# [What is required]
Line by line, copy all of the data exactly.

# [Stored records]
_ _ _ _

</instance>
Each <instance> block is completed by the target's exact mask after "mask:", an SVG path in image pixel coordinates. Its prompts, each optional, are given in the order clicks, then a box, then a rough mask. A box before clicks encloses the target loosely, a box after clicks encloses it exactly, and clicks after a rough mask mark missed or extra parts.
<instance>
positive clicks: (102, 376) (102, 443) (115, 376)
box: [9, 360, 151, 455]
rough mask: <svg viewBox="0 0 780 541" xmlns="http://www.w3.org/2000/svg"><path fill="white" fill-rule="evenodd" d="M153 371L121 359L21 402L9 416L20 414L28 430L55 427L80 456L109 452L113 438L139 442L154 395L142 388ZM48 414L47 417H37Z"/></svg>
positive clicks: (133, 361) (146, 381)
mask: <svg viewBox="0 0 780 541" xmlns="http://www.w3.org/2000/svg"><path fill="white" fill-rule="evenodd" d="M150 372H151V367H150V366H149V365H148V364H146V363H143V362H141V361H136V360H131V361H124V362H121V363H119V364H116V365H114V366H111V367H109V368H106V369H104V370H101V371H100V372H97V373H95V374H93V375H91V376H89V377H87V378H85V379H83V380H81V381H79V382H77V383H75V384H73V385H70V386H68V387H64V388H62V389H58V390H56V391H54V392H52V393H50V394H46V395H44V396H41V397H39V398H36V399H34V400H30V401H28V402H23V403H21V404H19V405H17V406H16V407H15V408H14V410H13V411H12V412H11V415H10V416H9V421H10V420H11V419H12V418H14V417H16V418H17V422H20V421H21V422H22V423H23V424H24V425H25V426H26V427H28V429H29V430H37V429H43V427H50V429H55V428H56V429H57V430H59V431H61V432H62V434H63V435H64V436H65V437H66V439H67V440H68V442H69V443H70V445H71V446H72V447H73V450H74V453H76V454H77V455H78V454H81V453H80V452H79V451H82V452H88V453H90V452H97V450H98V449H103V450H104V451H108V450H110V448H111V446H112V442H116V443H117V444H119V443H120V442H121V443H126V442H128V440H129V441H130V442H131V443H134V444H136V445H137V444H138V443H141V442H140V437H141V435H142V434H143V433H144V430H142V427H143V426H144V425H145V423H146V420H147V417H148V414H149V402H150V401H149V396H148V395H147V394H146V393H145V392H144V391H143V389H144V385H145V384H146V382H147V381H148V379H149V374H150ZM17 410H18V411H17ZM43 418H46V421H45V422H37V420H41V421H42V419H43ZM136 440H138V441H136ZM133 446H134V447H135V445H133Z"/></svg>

_ _ _ _

# [Problem solution]
</instance>
Each <instance> block is completed by the target's exact mask after "mask:", an SVG path in image pixel coordinates. Its prompts, each optional, are given in the order clicks, then a box, then a rough mask. A box before clicks encloses the target loosely, a box after clicks encloses it exactly, and clicks after a rough mask mark missed or extra parts.
<instance>
positive clicks: (102, 376) (102, 443) (115, 376)
box: [9, 360, 151, 455]
rough mask: <svg viewBox="0 0 780 541" xmlns="http://www.w3.org/2000/svg"><path fill="white" fill-rule="evenodd" d="M153 371L121 359L21 402L9 416L20 414L28 430L55 427L80 456L109 452L113 438L139 442L154 395L142 388ZM48 414L47 417H37Z"/></svg>
positive clicks: (133, 361) (146, 381)
mask: <svg viewBox="0 0 780 541" xmlns="http://www.w3.org/2000/svg"><path fill="white" fill-rule="evenodd" d="M150 372H151V367H150V366H149V365H148V364H146V363H143V362H141V361H136V360H131V361H124V362H121V363H119V364H116V365H114V366H111V367H109V368H106V369H104V370H101V371H100V372H97V373H95V374H93V375H91V376H89V377H87V378H85V379H83V380H81V381H79V382H77V383H75V384H73V385H70V386H68V387H64V388H62V389H58V390H56V391H54V392H52V393H50V394H46V395H44V396H41V397H39V398H36V399H34V400H30V401H28V402H23V403H21V404H19V405H17V406H16V407H15V408H14V410H13V411H12V412H11V415H10V416H9V421H10V420H11V419H12V418H14V417H16V418H17V422H20V421H21V422H22V423H23V424H24V425H25V426H26V427H28V429H29V430H37V429H43V427H50V429H55V428H56V429H57V430H59V431H61V432H62V434H63V435H64V436H65V437H66V439H67V440H68V442H69V443H70V445H71V446H72V447H73V450H74V453H76V454H77V455H78V454H81V453H80V452H79V451H82V452H88V453H90V452H97V450H98V449H103V450H104V451H108V450H110V448H111V446H112V442H116V443H117V444H119V443H120V442H121V443H126V442H128V440H129V441H130V442H131V443H134V444H136V445H137V444H138V443H141V442H140V437H141V435H142V434H143V433H144V430H142V427H143V426H144V425H145V423H146V420H147V417H148V414H149V402H150V401H149V396H148V395H147V394H146V393H145V392H144V391H143V389H144V385H145V384H146V382H147V381H148V379H149V374H150ZM17 410H18V411H17ZM43 418H46V421H45V422H37V420H41V421H42V419H43ZM136 440H138V441H136ZM133 446H134V447H135V445H133Z"/></svg>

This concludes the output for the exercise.